Problem to solve — Print the data exactly as it appears, keeping every word.

[Saved entries]
──────
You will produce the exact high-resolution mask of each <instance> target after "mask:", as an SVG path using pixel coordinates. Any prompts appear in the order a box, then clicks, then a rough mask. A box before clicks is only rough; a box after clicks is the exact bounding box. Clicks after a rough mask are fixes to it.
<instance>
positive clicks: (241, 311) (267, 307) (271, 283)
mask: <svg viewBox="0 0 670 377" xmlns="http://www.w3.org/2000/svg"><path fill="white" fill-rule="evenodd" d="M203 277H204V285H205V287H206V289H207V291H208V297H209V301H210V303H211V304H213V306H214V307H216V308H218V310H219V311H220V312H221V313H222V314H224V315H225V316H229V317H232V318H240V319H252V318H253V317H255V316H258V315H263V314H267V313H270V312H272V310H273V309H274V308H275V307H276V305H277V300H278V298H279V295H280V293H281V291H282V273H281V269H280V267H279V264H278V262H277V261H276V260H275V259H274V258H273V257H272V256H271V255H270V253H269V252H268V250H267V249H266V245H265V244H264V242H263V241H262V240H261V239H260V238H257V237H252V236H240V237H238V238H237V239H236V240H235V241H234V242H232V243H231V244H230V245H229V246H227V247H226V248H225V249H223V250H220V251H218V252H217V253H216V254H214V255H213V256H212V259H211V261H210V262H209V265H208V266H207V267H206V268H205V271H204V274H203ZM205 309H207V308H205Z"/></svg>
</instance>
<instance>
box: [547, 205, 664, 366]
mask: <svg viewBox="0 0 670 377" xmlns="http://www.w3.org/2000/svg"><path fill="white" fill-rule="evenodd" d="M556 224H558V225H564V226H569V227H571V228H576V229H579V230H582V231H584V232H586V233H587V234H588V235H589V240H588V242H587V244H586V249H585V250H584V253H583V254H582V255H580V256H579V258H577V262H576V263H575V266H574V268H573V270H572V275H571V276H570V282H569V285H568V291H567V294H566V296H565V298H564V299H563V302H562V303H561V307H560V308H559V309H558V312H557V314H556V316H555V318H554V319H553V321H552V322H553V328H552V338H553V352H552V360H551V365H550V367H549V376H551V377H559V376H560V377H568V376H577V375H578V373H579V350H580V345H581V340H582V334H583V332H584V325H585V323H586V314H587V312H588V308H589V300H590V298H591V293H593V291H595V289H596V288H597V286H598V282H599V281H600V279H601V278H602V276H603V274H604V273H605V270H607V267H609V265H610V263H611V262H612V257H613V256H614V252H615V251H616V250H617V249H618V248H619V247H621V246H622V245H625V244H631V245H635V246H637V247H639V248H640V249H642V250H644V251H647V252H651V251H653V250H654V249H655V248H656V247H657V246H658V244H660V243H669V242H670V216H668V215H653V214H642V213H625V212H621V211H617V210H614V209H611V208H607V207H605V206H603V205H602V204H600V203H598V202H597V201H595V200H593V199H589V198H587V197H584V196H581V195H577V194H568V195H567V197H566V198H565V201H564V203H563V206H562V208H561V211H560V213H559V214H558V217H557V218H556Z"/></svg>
──────
Written answer —
You will produce the exact high-resolution mask of each <instance> target after "mask:", as an SVG path using pixel coordinates. Any prompts appear in the order a box, then clicks, then a rough mask. A box before clicks is only rough; a box after clicks is the exact bounding box. Clicks after a rough mask are fixes to it.
<instance>
positive clicks: (241, 311) (267, 307) (271, 283)
mask: <svg viewBox="0 0 670 377" xmlns="http://www.w3.org/2000/svg"><path fill="white" fill-rule="evenodd" d="M203 277H204V285H205V287H206V289H207V291H208V297H209V301H210V303H211V304H213V306H214V307H216V308H218V310H219V311H220V312H221V313H222V314H224V315H225V316H229V317H232V318H240V319H252V318H253V317H255V316H258V315H263V314H267V313H270V312H272V310H273V309H274V308H275V307H276V305H277V300H278V298H279V295H280V293H281V291H282V273H281V269H280V267H279V264H278V262H277V261H276V260H275V259H274V258H273V257H272V256H271V255H270V253H269V252H268V250H267V249H266V245H265V244H264V242H263V241H262V240H261V239H260V238H257V237H252V236H240V237H238V238H237V239H236V240H235V241H234V242H232V243H231V244H230V245H229V246H227V247H226V248H225V249H223V250H220V251H218V252H217V253H216V254H214V255H213V256H212V259H211V261H210V262H209V265H208V266H207V267H206V268H205V271H204V274H203ZM205 309H207V308H205Z"/></svg>
</instance>
<instance>
box: [547, 205, 664, 366]
mask: <svg viewBox="0 0 670 377" xmlns="http://www.w3.org/2000/svg"><path fill="white" fill-rule="evenodd" d="M556 224H558V225H564V226H569V227H571V228H576V229H579V230H582V231H584V232H586V233H587V234H588V235H589V240H588V242H587V244H586V249H585V250H584V253H583V254H582V255H580V256H579V258H577V262H576V263H575V266H574V268H573V270H572V275H571V276H570V282H569V285H568V291H567V294H566V296H565V298H564V299H563V302H562V303H561V307H560V308H559V309H558V312H557V314H556V316H555V318H554V319H553V321H552V322H553V328H552V338H553V352H552V360H551V365H550V367H549V376H551V377H559V376H560V377H568V376H577V375H578V373H579V350H580V345H581V340H582V334H583V332H584V325H585V323H586V314H587V312H588V308H589V300H590V298H591V293H593V291H595V289H596V288H597V286H598V282H599V281H600V279H601V278H602V276H603V274H604V273H605V270H607V267H609V265H610V263H611V262H612V257H613V256H614V252H615V251H616V250H617V249H618V248H619V247H621V246H622V245H625V244H631V245H635V246H637V247H639V248H640V249H642V250H644V251H647V252H651V251H653V250H654V249H655V248H656V247H657V246H658V244H660V243H669V242H670V216H668V215H653V214H642V213H625V212H621V211H617V210H614V209H611V208H607V207H605V206H603V205H602V204H600V203H598V202H597V201H595V200H593V199H589V198H587V197H584V196H581V195H577V194H568V195H567V197H566V198H565V201H564V203H563V206H562V208H561V211H560V213H559V214H558V217H557V218H556Z"/></svg>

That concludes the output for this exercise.